* [Exercise]: Starting at the first line of the entries and ending at the line that contains "column 1021, row 165", including that line, put each line into a JSON list of strings, one string per line, with blank lines and the pictures left out.

* [Records shown]:
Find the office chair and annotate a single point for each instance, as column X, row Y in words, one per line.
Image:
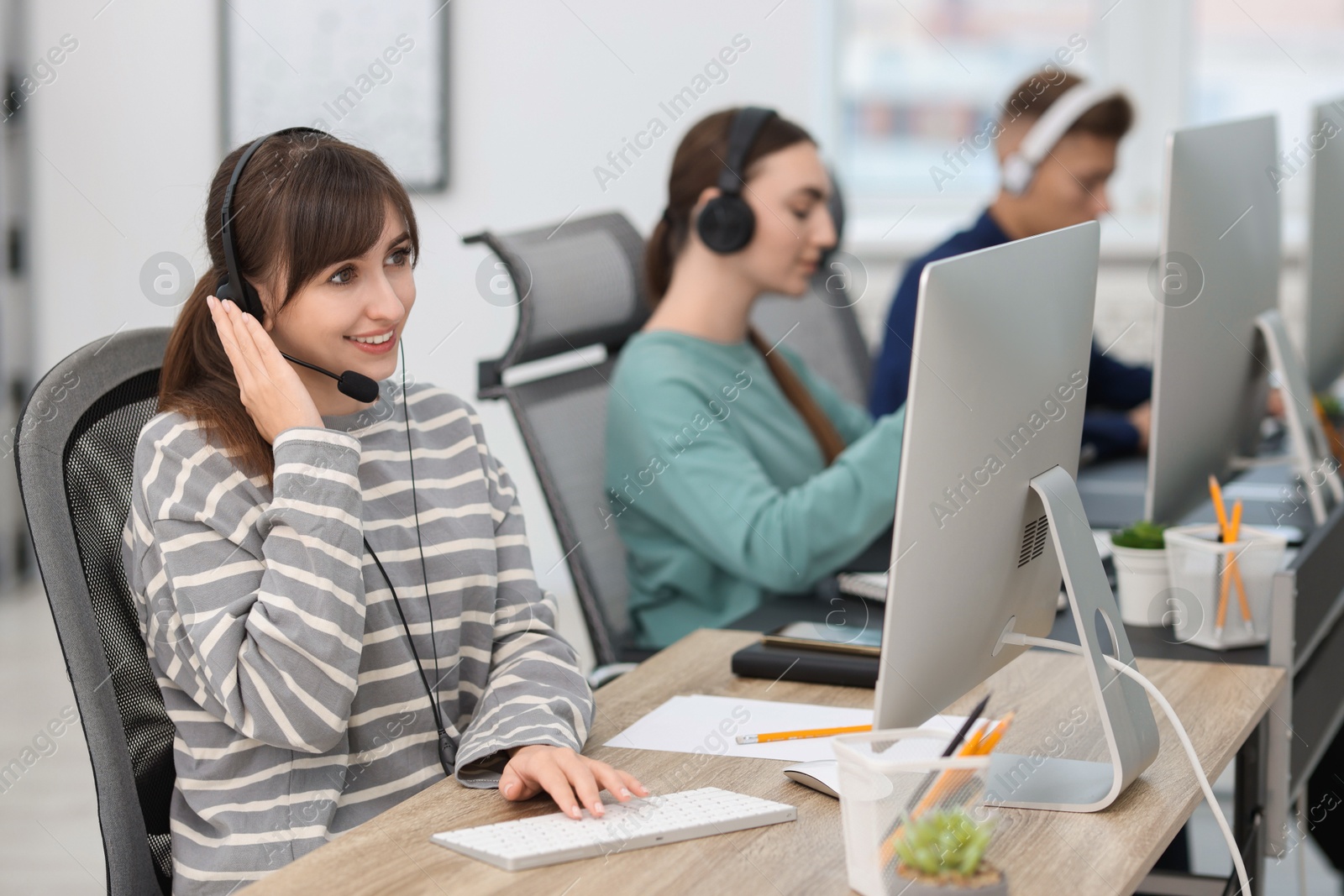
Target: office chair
column 76, row 448
column 822, row 324
column 581, row 285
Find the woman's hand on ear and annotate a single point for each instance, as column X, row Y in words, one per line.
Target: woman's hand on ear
column 564, row 773
column 268, row 385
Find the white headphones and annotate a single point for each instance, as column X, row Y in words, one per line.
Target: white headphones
column 1021, row 165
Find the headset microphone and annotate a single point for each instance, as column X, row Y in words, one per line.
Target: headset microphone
column 244, row 295
column 360, row 387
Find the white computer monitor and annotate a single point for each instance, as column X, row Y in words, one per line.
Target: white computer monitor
column 1216, row 271
column 1324, row 332
column 987, row 504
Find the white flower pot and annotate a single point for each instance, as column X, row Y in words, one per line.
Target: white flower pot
column 1140, row 578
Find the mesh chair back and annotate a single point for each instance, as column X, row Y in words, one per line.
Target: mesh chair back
column 580, row 284
column 76, row 448
column 577, row 284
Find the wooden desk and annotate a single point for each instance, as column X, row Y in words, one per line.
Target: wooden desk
column 1043, row 852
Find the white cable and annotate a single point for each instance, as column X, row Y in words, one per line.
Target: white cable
column 1301, row 836
column 1016, row 638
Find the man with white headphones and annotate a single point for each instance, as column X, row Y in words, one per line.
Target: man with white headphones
column 1057, row 144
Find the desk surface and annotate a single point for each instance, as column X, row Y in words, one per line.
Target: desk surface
column 1043, row 852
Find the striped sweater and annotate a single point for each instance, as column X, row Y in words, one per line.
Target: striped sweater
column 276, row 642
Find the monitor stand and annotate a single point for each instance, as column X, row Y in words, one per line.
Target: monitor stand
column 1072, row 785
column 1310, row 452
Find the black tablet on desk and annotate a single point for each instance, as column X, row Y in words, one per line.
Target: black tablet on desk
column 813, row 667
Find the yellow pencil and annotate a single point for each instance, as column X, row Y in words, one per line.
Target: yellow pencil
column 1236, row 570
column 799, row 735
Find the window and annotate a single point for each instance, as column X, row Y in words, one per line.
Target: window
column 1254, row 56
column 916, row 76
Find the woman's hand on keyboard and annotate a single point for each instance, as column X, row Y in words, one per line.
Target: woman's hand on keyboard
column 564, row 773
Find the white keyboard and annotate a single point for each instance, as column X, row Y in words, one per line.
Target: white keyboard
column 667, row 819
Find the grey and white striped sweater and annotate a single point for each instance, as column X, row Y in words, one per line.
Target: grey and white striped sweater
column 277, row 647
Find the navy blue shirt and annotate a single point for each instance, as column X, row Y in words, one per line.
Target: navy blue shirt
column 1112, row 387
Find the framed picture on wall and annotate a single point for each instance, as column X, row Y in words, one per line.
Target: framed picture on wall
column 371, row 73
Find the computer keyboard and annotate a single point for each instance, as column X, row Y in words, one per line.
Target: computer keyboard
column 652, row 821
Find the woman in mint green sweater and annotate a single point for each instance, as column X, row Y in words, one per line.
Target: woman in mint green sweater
column 732, row 470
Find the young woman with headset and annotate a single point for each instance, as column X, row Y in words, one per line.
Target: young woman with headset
column 732, row 472
column 313, row 681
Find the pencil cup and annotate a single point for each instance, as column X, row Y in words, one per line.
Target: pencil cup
column 1227, row 586
column 913, row 821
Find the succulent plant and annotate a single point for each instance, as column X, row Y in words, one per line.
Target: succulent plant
column 1142, row 535
column 944, row 841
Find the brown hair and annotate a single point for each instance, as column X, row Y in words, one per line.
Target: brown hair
column 696, row 164
column 304, row 202
column 1110, row 118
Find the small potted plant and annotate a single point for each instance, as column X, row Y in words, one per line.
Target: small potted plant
column 1140, row 553
column 941, row 852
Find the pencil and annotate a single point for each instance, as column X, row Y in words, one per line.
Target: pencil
column 894, row 831
column 799, row 735
column 1221, row 510
column 1236, row 570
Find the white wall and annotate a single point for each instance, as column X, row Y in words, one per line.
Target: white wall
column 127, row 139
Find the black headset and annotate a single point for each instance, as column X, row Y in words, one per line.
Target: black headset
column 726, row 223
column 244, row 295
column 362, row 389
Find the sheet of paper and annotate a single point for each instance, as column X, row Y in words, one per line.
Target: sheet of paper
column 706, row 725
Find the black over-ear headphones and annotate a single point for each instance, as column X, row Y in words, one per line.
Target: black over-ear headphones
column 727, row 222
column 244, row 295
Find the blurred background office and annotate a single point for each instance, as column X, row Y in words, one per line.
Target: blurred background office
column 511, row 113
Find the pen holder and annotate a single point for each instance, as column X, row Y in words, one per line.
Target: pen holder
column 1223, row 584
column 911, row 820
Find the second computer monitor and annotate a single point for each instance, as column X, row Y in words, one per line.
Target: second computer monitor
column 996, row 398
column 1326, row 249
column 1218, row 270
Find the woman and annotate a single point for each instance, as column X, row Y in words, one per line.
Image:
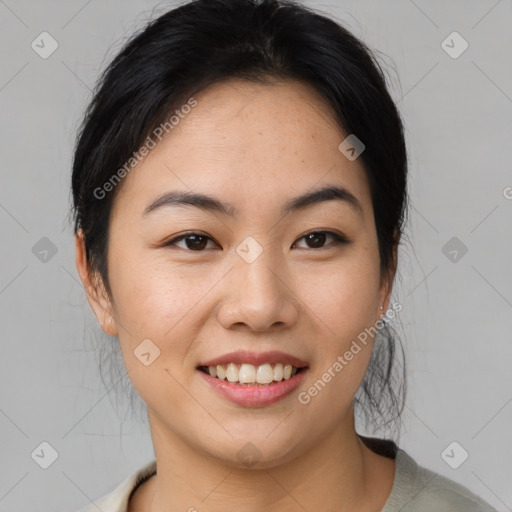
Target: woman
column 239, row 193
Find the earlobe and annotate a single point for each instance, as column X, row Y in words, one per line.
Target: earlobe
column 94, row 289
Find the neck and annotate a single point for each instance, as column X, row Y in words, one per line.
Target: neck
column 332, row 475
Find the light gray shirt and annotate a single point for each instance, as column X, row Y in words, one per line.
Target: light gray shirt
column 415, row 488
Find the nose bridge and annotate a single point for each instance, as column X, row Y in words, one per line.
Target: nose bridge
column 257, row 294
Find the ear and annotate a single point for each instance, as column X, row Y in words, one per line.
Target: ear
column 386, row 283
column 94, row 288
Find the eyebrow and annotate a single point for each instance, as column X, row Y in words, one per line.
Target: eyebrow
column 208, row 203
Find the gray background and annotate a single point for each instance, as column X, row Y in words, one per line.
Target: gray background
column 456, row 323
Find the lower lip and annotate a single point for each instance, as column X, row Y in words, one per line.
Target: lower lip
column 251, row 396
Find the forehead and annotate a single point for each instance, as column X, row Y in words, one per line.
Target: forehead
column 248, row 143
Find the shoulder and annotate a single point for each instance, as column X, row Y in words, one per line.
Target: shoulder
column 117, row 500
column 418, row 489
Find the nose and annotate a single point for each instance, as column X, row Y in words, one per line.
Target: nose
column 259, row 295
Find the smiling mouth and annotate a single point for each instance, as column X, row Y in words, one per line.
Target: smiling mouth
column 250, row 375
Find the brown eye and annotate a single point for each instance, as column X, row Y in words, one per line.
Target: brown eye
column 195, row 242
column 316, row 239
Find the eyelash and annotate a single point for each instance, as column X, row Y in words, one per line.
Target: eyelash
column 338, row 239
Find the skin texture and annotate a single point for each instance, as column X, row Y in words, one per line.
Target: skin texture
column 254, row 146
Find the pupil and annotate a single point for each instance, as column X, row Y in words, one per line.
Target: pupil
column 316, row 238
column 198, row 241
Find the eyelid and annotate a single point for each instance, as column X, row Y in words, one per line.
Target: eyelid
column 339, row 238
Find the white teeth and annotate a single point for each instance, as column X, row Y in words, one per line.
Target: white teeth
column 247, row 373
column 278, row 372
column 265, row 374
column 221, row 372
column 232, row 372
column 250, row 374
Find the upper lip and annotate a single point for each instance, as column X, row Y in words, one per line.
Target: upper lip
column 256, row 359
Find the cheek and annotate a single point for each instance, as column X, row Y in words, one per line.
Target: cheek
column 343, row 293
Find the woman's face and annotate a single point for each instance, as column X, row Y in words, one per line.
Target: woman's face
column 253, row 281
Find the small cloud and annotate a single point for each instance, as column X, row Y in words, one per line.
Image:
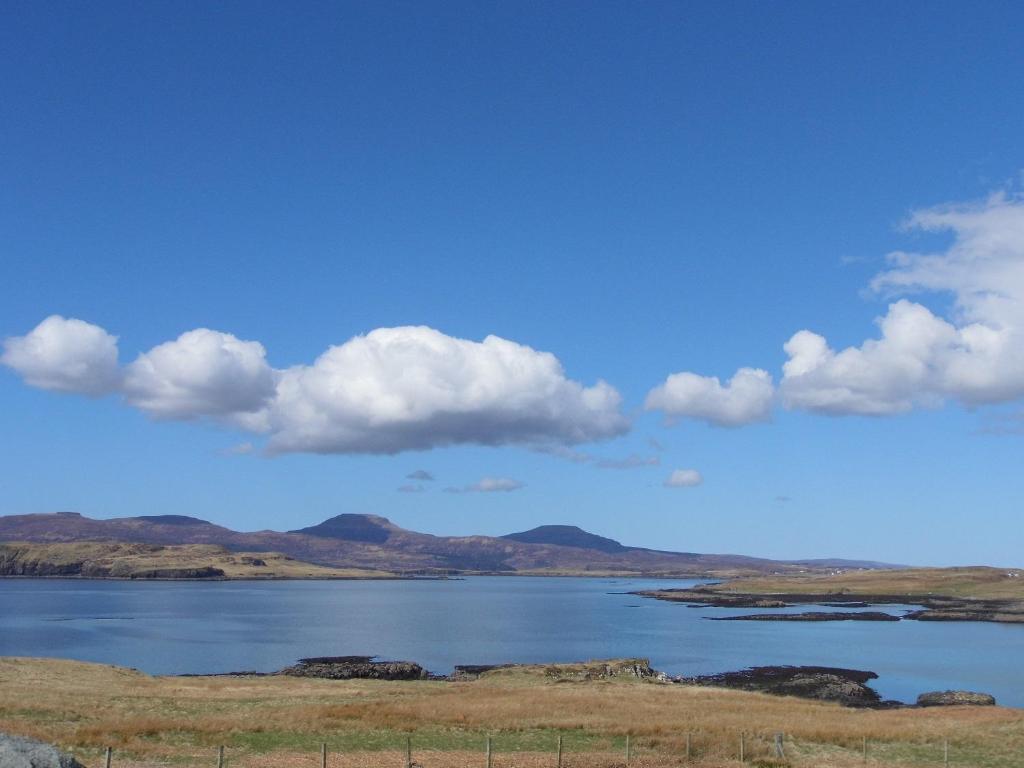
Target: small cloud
column 580, row 457
column 630, row 462
column 848, row 260
column 243, row 449
column 683, row 478
column 562, row 452
column 487, row 485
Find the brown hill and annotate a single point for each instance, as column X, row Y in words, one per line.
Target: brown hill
column 375, row 543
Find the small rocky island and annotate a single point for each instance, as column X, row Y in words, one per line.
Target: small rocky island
column 812, row 615
column 962, row 594
column 847, row 687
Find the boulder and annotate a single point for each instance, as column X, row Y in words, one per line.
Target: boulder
column 954, row 698
column 18, row 752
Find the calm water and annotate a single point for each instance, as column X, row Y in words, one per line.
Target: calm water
column 170, row 628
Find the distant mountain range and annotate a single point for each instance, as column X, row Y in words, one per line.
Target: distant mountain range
column 369, row 542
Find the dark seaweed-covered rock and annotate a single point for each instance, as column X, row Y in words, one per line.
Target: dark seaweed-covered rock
column 17, row 752
column 463, row 672
column 848, row 687
column 355, row 668
column 954, row 698
column 813, row 615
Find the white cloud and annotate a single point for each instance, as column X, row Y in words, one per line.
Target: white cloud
column 920, row 358
column 391, row 390
column 203, row 373
column 488, row 485
column 683, row 478
column 412, row 388
column 745, row 398
column 65, row 355
column 242, row 449
column 633, row 461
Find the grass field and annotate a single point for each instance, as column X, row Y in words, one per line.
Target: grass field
column 980, row 583
column 126, row 560
column 281, row 721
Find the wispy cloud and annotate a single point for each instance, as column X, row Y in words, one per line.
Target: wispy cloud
column 630, row 462
column 487, row 485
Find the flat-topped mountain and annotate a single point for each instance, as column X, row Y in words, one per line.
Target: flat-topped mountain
column 369, row 542
column 567, row 536
column 351, row 528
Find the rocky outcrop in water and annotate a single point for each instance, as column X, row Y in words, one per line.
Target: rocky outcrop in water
column 955, row 698
column 355, row 668
column 848, row 687
column 18, row 752
column 466, row 672
column 812, row 615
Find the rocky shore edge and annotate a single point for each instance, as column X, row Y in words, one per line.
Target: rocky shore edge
column 933, row 607
column 847, row 687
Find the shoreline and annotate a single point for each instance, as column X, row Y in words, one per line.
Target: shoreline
column 932, row 607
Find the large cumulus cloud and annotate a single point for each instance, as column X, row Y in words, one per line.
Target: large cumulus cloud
column 391, row 390
column 66, row 355
column 975, row 355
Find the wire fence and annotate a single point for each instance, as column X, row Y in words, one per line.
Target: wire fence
column 759, row 751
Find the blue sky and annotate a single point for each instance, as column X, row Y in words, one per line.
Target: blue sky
column 639, row 189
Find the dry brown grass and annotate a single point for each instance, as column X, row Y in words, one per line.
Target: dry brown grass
column 281, row 721
column 127, row 559
column 975, row 582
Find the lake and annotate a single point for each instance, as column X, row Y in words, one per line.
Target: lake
column 195, row 627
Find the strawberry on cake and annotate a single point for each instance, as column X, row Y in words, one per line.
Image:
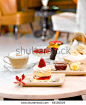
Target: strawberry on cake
column 42, row 72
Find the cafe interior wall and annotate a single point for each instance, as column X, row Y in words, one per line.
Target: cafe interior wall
column 25, row 28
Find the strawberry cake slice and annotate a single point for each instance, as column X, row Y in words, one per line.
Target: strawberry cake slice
column 42, row 72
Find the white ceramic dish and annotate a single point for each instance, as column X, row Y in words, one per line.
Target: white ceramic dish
column 59, row 80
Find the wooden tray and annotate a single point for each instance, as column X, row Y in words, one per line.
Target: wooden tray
column 58, row 77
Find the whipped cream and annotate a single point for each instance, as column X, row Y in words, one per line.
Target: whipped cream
column 14, row 55
column 45, row 69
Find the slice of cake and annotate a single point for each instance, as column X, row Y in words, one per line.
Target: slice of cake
column 42, row 72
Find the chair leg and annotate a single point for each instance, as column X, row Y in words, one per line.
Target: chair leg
column 16, row 31
column 67, row 37
column 83, row 39
column 1, row 29
column 32, row 28
column 56, row 35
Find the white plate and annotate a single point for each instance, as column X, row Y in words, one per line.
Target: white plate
column 59, row 80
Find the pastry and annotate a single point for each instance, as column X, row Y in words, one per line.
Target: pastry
column 80, row 48
column 54, row 45
column 74, row 52
column 42, row 72
column 75, row 66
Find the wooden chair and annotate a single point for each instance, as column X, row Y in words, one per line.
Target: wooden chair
column 9, row 15
column 71, row 22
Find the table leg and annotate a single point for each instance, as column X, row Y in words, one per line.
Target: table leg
column 1, row 99
column 44, row 28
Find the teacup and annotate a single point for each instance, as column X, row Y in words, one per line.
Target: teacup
column 18, row 61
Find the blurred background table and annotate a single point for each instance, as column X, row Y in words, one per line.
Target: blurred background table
column 72, row 86
column 45, row 23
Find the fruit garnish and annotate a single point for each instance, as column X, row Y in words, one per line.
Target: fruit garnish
column 55, row 44
column 41, row 63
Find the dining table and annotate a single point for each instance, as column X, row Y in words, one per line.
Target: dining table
column 72, row 86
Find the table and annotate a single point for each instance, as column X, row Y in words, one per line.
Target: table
column 44, row 23
column 73, row 86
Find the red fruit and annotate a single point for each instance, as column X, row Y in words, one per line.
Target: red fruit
column 42, row 63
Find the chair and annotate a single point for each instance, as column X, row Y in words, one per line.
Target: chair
column 71, row 22
column 9, row 15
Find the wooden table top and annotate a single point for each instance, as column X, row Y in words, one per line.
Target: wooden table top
column 72, row 86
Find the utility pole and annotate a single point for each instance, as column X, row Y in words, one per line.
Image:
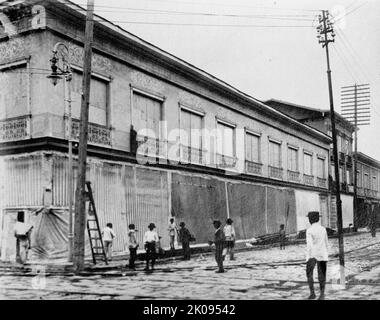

* [Solved exercise]:
[
  "Find the office chair and annotate a single point for each instance, as column X, row Y in words, one per line.",
  "Image:",
  "Target: office chair",
  "column 76, row 448",
  "column 822, row 324",
  "column 581, row 285",
  "Find the woman's hand on ear and annotate a single point for each instance, as column X, row Y in words, one per line.",
  "Target: woman's hand on ear",
  "column 564, row 773",
  "column 268, row 385",
  "Find the white headphones and annotate a single point for each instance, as column X, row Y in words, one per line.",
  "Target: white headphones",
  "column 1021, row 165"
]